### [Dokumen Sumber]
_ _ _ _ _

Mengulik Falsafah Puasa Menurut Aristoteles
Oleh
: Rifky Nurkarim (Anggota Wakil Ketua 1 Bidang Kaderisasi)
Puasa adalah
sebuah perjalanan spiritual yang menyucikan jiwa dan merenungkan rahmat-Nya. Menahan
diri dari makan dan minum, berpuasa bukan sekadar menahan perut yang lapar. Tetapi
sebuah latihan untuk menguasai diri, dan menggapai puncak kebahagiaan yang
sejatinya bisa dirasakan oleh semua orang disetiap detik yang kita tahan, kita
temukan kekuatan dalam kesederhanaan. Puasa mengajarkan arti kesabaran dan
menguatkan ikatan batin dengan Sang Pencipta. Dalam sahur dan berbuka, kita
berkumpul, berbagi nikmat dalam kebersamaan yang indah. Puasa mempersatukan
hati yang penuh gembira dan menyuburkan kasih yang tiada tara.
Berbicara
tentang puasa ada pandangan tersendiri menurut Aristoteles, seorang filosof
yang lahir pada tahun 384 SM di Stagria, sebuah kota di Thrace Yunani. Dalam
perspektifnya Aristoteles berpendapat bahwa puasa merupakan metode untuk
mencapai kebahagiaan yang ditawarkan oleh agama Islam. Karena dalam berpuasa
pasti merasakan kesengsaraan dari hawa nafsunya dan setelah itu terlewati maka
didapatlah kebahagiaan.
“Setiap manusia melakukan sesuatu untuk
mencapai tujuan terakhir, tujuan terakhir tersebut adalah kebahagiaan.”

_ _ _ _ _

### [Petunjuk Soal]
Suntinglah bagian teks tentang puasa yang dimulai pada kata-kata "Mengulik Falsafah Puasa" dan berhenti setelah "yang tiada tara.", lalu tuliskan kembali bagian itu dengan mengganti "kebersamaan" menjadi "persaudaraan".

### [Bahan Kerja]
_ _ _ _ _

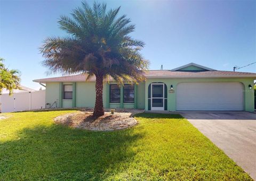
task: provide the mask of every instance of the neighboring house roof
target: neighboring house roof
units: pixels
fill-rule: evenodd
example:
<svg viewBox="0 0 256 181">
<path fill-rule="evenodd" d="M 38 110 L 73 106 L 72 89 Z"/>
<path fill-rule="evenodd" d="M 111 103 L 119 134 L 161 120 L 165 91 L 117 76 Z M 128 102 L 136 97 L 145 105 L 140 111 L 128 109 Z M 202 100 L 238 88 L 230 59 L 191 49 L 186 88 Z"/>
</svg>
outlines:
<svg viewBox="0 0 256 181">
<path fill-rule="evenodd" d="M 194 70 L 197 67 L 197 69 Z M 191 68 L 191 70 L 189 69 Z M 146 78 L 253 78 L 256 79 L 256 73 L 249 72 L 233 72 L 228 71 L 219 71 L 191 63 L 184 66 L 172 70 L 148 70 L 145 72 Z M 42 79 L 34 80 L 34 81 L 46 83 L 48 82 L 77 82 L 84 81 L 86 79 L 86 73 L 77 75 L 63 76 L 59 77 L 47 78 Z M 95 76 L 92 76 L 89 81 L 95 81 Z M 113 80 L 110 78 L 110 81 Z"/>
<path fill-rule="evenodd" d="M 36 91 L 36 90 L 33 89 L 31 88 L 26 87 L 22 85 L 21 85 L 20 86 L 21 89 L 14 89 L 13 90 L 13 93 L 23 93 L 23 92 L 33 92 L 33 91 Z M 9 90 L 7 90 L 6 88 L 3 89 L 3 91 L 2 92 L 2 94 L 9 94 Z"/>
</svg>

_ _ _ _ _

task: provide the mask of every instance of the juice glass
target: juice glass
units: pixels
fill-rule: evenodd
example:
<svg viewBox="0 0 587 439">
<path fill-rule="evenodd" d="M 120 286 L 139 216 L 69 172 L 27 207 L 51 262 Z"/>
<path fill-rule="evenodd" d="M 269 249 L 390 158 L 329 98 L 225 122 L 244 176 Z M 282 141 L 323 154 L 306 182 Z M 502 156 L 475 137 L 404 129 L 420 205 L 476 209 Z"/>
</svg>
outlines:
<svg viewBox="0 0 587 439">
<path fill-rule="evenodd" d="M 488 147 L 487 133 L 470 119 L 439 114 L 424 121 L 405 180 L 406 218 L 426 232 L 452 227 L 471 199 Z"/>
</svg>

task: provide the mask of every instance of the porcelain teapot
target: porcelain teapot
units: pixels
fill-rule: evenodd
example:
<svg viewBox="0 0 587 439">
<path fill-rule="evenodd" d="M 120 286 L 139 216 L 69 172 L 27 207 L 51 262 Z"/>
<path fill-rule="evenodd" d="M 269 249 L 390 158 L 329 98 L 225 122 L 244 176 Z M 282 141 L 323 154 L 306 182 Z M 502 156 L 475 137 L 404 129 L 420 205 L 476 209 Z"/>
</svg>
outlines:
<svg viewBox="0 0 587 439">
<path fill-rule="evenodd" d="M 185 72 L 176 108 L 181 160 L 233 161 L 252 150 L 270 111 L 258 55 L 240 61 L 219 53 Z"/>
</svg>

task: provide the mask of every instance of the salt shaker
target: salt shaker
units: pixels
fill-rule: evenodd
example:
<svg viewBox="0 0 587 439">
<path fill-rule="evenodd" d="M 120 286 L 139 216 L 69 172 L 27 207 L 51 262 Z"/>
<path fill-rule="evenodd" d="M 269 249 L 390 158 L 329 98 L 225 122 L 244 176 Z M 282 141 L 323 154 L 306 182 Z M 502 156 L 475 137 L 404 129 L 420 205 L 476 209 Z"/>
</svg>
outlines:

_ _ _ _ _

### [Jawaban Soal]
Mengulik Falsafah Puasa Menurut Aristoteles
Oleh
: Rifky Nurkarim (Anggota Wakil Ketua 1 Bidang Kaderisasi)
Puasa adalah
sebuah perjalanan spiritual yang menyucikan jiwa dan merenungkan rahmat-Nya. Menahan
diri dari makan dan minum, berpuasa bukan sekadar menahan perut yang lapar. Tetapi
sebuah latihan untuk menguasai diri, dan menggapai puncak kebahagiaan yang
sejatinya bisa dirasakan oleh semua orang disetiap detik yang kita tahan, kita
temukan kekuatan dalam kesederhanaan. Puasa mengajarkan arti kesabaran dan
menguatkan ikatan batin dengan Sang Pencipta. Dalam sahur dan berbuka, kita
berkumpul, berbagi nikmat dalam persaudaraan yang indah. Puasa mempersatukan
hati yang penuh gembira dan menyuburkan kasih yang tiada tara.